▶ [Document extract]:

Later he changed his mind and produced one of his most powerful overtures in the
space of three days. Solemn threatening chords intermingle with an agitated main
idea on strings. There are some lighter moments but generally the three opening
chords set the tone for what the composer called his Theatrical Pension Fund
Overture.
|
'Cello
Concerto in B minor Op. 104 |
Antonín Dvořák (1841–1904) |
Of this concerto
Brahms exclaimed, ‘Why on earth didn’t I know that it was possible to write a
concerto like this? If I had only known, I would have written one long ago’.
Written in three months, while Dvořák was in America, the work is said to have
been inspired as Dvořák heard a performance of Victor Herbert’s Second ’Cello
Concerto, with the composer as soloist. Dvořák’s reaction was similar to the
above remark of Brahms and Op. 104 was completed in February 1895. It received
its first performance in London the following year with Dvořák conducting.
I Allegro – a gentle statement by the
clarinet is soon overtaken by a fierce orchestral outburst. A second theme is
then introduced by the horn, a melody that, according to Dvořák, moved his whole
being whenever he heard it. The soloist enters with a quasi improvisando
passage and the writing for the ’cello throughout the movement varies between
‘display and heartfelt attention to Dvořák’s glorious melodies’.
II Adagio ma non troppo – melody is to
the fore from the soloist, the three horns and the strings and woodwind. In the
central section Dvořák gives the solo ’cello a melody based on a favourite song
of his sister-in-law Josephina Kaunic. Dvořák had always had a very strong soft
spot for her – it was Josephina he had really wanted to marry, but circumstances
meant that he had married her sister.

▶ [Extracted entries]:
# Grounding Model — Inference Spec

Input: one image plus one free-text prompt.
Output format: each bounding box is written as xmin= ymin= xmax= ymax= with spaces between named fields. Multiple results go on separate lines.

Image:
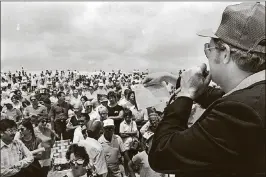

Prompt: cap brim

▶ [Goal]: Decide whether each statement below agrees with the concert notes. For each, answer yes or no and quote the words of the notes that decide it. (a) Dvořák conducted the first performance of the 'Cello Concerto in London. (b) In the first movement, the second theme is introduced by the clarinet. (c) The 'Cello Concerto was written in three days.

▶ [Output below]:
(a) Yes: "It received its first performance in London the following year with Dvořák conducting."
(b) No: "A second theme is then introduced by the horn"
(c) No: "Written in three months, while Dvořák was in America"